─── Texte proposé

Le spécialiste du communisme Stéphane Courtois signe un livre somme sur Lénine, cherchant à démontrer qu’il fonde le premier totalitarisme de l’histoire. Magistral.

C’est une biographie intellectuelle que ce Lénine, plus que biographie factuelle. Mais peut-il en être autrement quand on a affaire à Vladimir Illitch Oulianov dit Lénine ? C’est ce qui apparaît dans ce livre extrêmement documenté : un Lénine avant tout comme être de papier. Un être de théorie. Un être pris 24H sur 24 dans sa pensée révolutionnaire. Un être pris 24H sur 24H dans sa volonté de puissance. De pouvoir. De pouvoir absolu. D’écrasement de tout ce qui peut entraver la révolution, c’est-à-dire lui-même. 

Enfance choyée

Bien sûr, il n’en fut pas ainsi dès son enfance. Une enfance bourgeoise, d’une famille en pleine ascension sociale. Père : inspecteur des écoles. Un bon poste. À Simbirsk, loin des agitations révolutionnaires des années 1860 de Moscou.

──────

◆ Consignes ◆
**1.** Répondez aux questions suivantes d'après le texte proposé.
(a) Qui signe le livre consacré à Lénine ?
(b) Quel nom complet le texte donne-t-il à Lénine ?
(c) Quelle était la profession du père de Lénine ?
**2.** Réécrivez le passage du texte proposé qui commence aux mots « Bien sûr, il » et s'arrête après « 1860 de Moscou. », en remplaçant « bourgeoise » par « aisée ».

─── Données recueillies

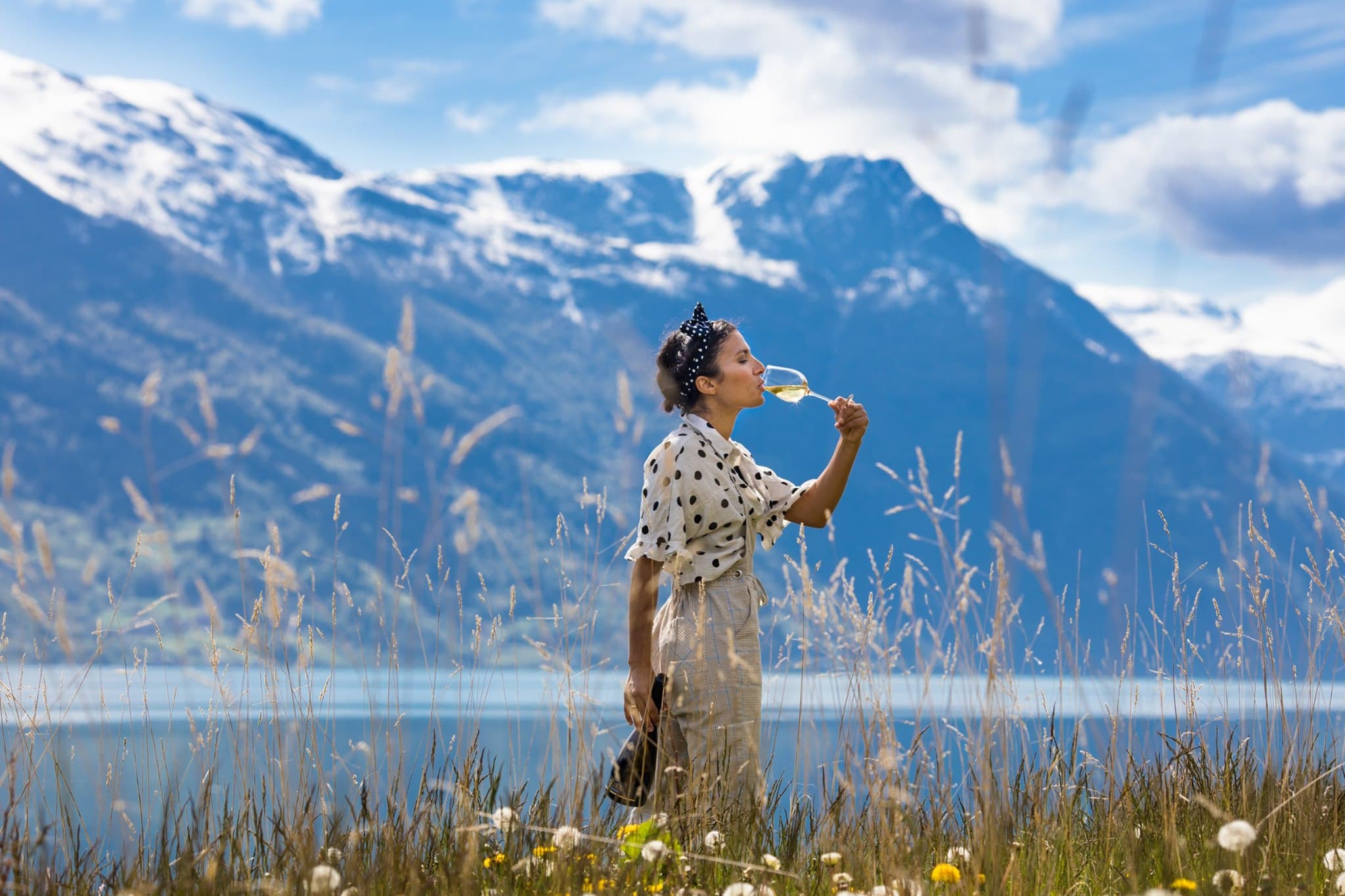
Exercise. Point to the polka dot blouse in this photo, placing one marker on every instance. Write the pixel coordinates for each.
(698, 490)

──────

◆ Réponses par exercice ◆
**1.**
(a) Stéphane Courtois.
(b) Vladimir Illitch Oulianov.
(c) Inspecteur des écoles.

**2.**
Bien sûr, il n’en fut pas ainsi dès son enfance. Une enfance aisée, d’une famille en pleine ascension sociale. Père : inspecteur des écoles. Un bon poste. À Simbirsk, loin des agitations révolutionnaires des années 1860 de Moscou.